■ **TO DO**
Return all of the items below verbatim, leaving out the pictures.

(Collection entries)
****************************************

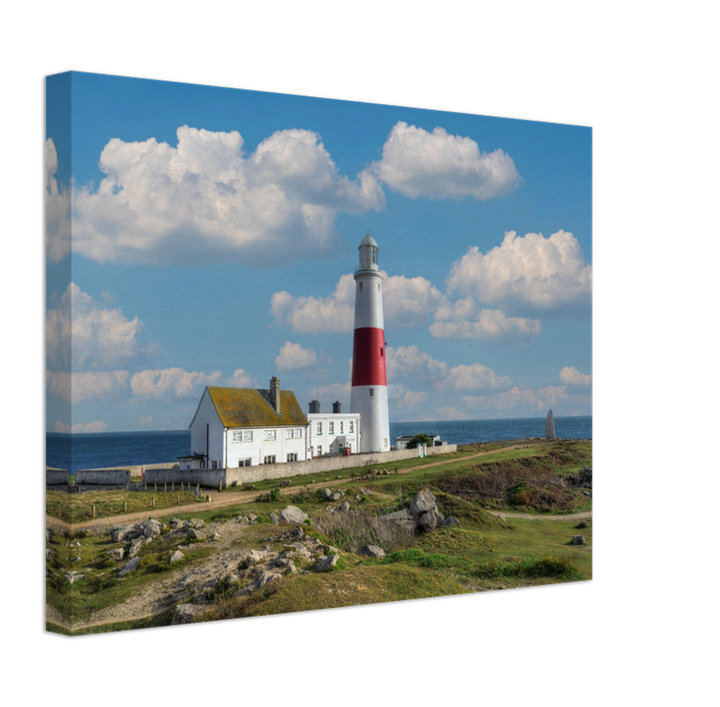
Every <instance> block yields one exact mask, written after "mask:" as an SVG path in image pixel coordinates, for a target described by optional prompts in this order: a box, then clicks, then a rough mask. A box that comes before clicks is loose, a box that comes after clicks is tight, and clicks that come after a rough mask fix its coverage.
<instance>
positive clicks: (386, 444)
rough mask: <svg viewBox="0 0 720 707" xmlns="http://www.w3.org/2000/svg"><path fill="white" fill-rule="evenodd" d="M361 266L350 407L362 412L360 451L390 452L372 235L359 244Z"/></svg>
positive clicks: (379, 299)
mask: <svg viewBox="0 0 720 707" xmlns="http://www.w3.org/2000/svg"><path fill="white" fill-rule="evenodd" d="M359 251H360V266H359V267H358V269H357V270H356V271H355V282H356V285H355V288H356V289H355V332H354V337H353V365H352V387H351V391H350V410H351V411H352V412H357V413H360V429H361V437H360V451H361V452H389V451H390V423H389V417H388V397H387V377H386V374H385V332H384V329H385V324H384V318H383V301H382V283H383V280H384V279H385V276H384V275H383V273H382V272H380V270H379V268H378V262H377V252H378V245H377V243H376V242H375V239H374V238H373V237H372V236H371V235H367V236H365V238H363V240H362V243H361V244H360V248H359Z"/></svg>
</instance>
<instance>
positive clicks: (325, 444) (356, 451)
mask: <svg viewBox="0 0 720 707" xmlns="http://www.w3.org/2000/svg"><path fill="white" fill-rule="evenodd" d="M307 418H308V422H309V432H308V458H309V459H310V458H312V457H321V456H322V455H323V454H343V449H347V450H349V451H347V452H345V454H357V453H358V452H359V451H360V415H359V414H358V413H352V412H346V413H343V412H341V410H340V403H339V402H335V403H333V411H332V412H331V413H321V412H320V404H319V403H318V402H317V400H313V401H312V402H311V403H310V412H309V413H308V415H307Z"/></svg>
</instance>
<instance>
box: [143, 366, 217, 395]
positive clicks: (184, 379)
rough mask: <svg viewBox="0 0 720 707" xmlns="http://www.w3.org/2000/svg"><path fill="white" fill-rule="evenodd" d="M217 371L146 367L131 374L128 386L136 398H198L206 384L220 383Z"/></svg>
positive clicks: (175, 368) (179, 368)
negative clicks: (193, 370)
mask: <svg viewBox="0 0 720 707" xmlns="http://www.w3.org/2000/svg"><path fill="white" fill-rule="evenodd" d="M221 378H222V377H221V375H220V372H219V371H215V372H214V373H201V372H198V371H185V370H183V369H182V368H178V367H173V368H166V369H148V370H145V371H140V372H138V373H135V374H133V376H132V377H131V378H130V388H131V389H132V392H133V395H134V396H135V398H136V399H139V398H167V399H178V398H191V399H193V400H198V399H199V397H200V393H202V391H203V389H204V388H205V386H206V385H221V383H222V381H221Z"/></svg>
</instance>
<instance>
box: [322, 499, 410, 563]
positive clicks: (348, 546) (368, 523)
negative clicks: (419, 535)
mask: <svg viewBox="0 0 720 707" xmlns="http://www.w3.org/2000/svg"><path fill="white" fill-rule="evenodd" d="M316 526H319V527H320V528H322V532H323V534H324V535H325V536H326V537H327V538H328V539H329V540H330V543H329V544H331V545H335V546H336V547H339V548H340V549H342V550H344V551H345V552H353V553H357V552H358V551H359V550H360V548H361V547H363V546H364V545H379V546H380V547H382V548H383V549H384V550H385V551H386V552H388V551H392V550H395V549H402V548H405V547H407V546H408V545H409V544H410V543H411V542H412V539H413V532H412V530H411V529H408V528H405V527H402V526H400V525H399V524H398V523H392V522H387V521H383V520H380V519H379V518H378V517H377V515H375V514H374V513H372V512H371V511H370V509H369V508H368V507H365V506H363V507H361V508H359V509H357V510H353V511H347V512H346V513H330V512H324V513H323V514H321V516H320V517H319V518H317V520H316Z"/></svg>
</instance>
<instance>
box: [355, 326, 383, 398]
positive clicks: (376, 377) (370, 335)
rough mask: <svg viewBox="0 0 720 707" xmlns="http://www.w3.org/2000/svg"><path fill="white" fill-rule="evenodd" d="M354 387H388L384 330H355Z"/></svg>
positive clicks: (369, 328)
mask: <svg viewBox="0 0 720 707" xmlns="http://www.w3.org/2000/svg"><path fill="white" fill-rule="evenodd" d="M352 385H353V386H355V385H387V378H386V376H385V332H384V331H383V330H382V329H376V328H374V327H363V328H361V329H355V337H354V340H353V377H352Z"/></svg>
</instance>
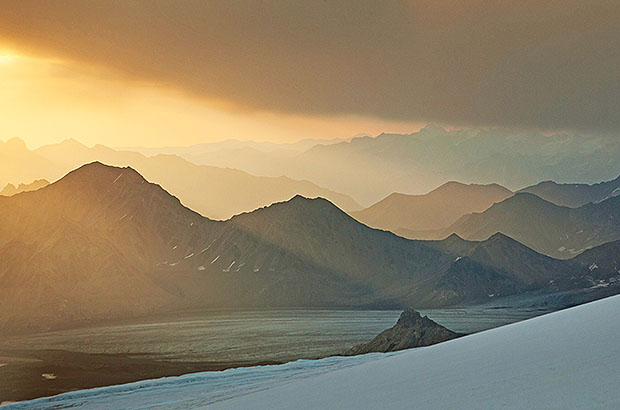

****************************************

■ **YOUR SOLUTION**
Every <instance> block yields one exact mask, written after "mask:" as an SVG path in image pixel coordinates, for a target described by optional prompts in this order: a box, then clicks, then a rough mask. A box that comes before clicks is loose, a box that comes after clicks is tight, and clicks that come after a rough mask fix its coverage.
<instance>
positive clicks: (386, 444)
rough mask: <svg viewBox="0 0 720 707" xmlns="http://www.w3.org/2000/svg"><path fill="white" fill-rule="evenodd" d="M361 266L350 407L362 412L360 451L390 452L372 235L359 244Z"/></svg>
positive clicks: (379, 299)
mask: <svg viewBox="0 0 720 707" xmlns="http://www.w3.org/2000/svg"><path fill="white" fill-rule="evenodd" d="M359 251H360V266H359V267H358V269H357V270H356V271H355V282H356V285H355V288H356V289H355V332H354V337H353V365H352V387H351V391H350V410H351V411H352V412H357V413H360V429H361V437H360V451H361V452H389V451H390V423H389V417H388V397H387V377H386V374H385V332H384V329H385V324H384V318H383V301H382V283H383V280H384V279H385V276H384V275H383V273H382V272H380V270H379V268H378V262H377V252H378V245H377V243H376V242H375V239H374V238H373V237H372V236H371V235H367V236H365V238H363V240H362V243H361V244H360V248H359Z"/></svg>
</instance>
<instance>
positive clicks: (325, 444) (356, 451)
mask: <svg viewBox="0 0 720 707" xmlns="http://www.w3.org/2000/svg"><path fill="white" fill-rule="evenodd" d="M307 418H308V422H309V432H308V458H309V459H310V458H312V457H321V456H322V455H323V454H343V449H347V450H349V451H347V452H345V454H357V453H358V452H359V451H360V415H359V414H358V413H352V412H346V413H343V412H341V410H340V403H339V402H335V403H333V411H332V412H331V413H321V412H320V404H319V403H318V402H317V400H313V401H312V402H311V403H310V412H309V413H308V415H307Z"/></svg>
</instance>
<instance>
box: [143, 366, 217, 395]
positive clicks: (184, 379)
rough mask: <svg viewBox="0 0 720 707" xmlns="http://www.w3.org/2000/svg"><path fill="white" fill-rule="evenodd" d="M217 371L146 367L131 374L128 386L136 398H198L206 384L220 383Z"/></svg>
positive clicks: (175, 368) (179, 368)
negative clicks: (193, 370)
mask: <svg viewBox="0 0 720 707" xmlns="http://www.w3.org/2000/svg"><path fill="white" fill-rule="evenodd" d="M221 378H222V377H221V375H220V372H219V371H215V372H214V373H201V372H198V371H185V370H183V369H182V368H178V367H173V368H166V369H148V370H145V371H140V372H138V373H135V374H133V376H132V377H131V378H130V388H131V389H132V392H133V395H134V396H135V398H136V399H139V398H167V399H178V398H191V399H193V400H198V399H199V397H200V393H202V391H203V389H204V388H205V386H206V385H221V383H222V381H221Z"/></svg>
</instance>
<instance>
box: [322, 499, 410, 563]
positive clicks: (348, 546) (368, 523)
negative clicks: (419, 535)
mask: <svg viewBox="0 0 720 707" xmlns="http://www.w3.org/2000/svg"><path fill="white" fill-rule="evenodd" d="M316 526H319V527H320V528H322V532H323V534H324V535H325V536H326V537H327V538H328V539H329V540H330V543H329V544H331V545H335V546H336V547H339V548H340V549H342V550H344V551H345V552H353V553H357V552H358V551H359V550H360V548H361V547H363V546H364V545H379V546H380V547H382V548H383V549H384V550H385V551H386V552H388V551H392V550H395V549H402V548H405V547H407V546H408V545H409V544H410V543H411V542H412V539H413V532H412V530H411V529H408V528H405V527H402V526H400V525H399V524H398V523H392V522H387V521H383V520H380V519H379V518H378V517H377V515H375V514H374V513H372V512H371V511H370V509H369V508H368V507H365V506H363V507H361V508H359V509H357V510H353V511H347V512H346V513H330V512H324V513H323V514H321V516H320V517H319V518H317V520H316Z"/></svg>
</instance>
<instance>
box: [355, 326, 383, 398]
positive clicks: (376, 377) (370, 335)
rough mask: <svg viewBox="0 0 720 707" xmlns="http://www.w3.org/2000/svg"><path fill="white" fill-rule="evenodd" d="M354 387H388L384 330H355Z"/></svg>
positive clicks: (369, 328)
mask: <svg viewBox="0 0 720 707" xmlns="http://www.w3.org/2000/svg"><path fill="white" fill-rule="evenodd" d="M352 385H353V386H355V385H387V378H386V376H385V332H384V331H383V330H382V329H376V328H374V327H363V328H361V329H355V337H354V340H353V377H352Z"/></svg>
</instance>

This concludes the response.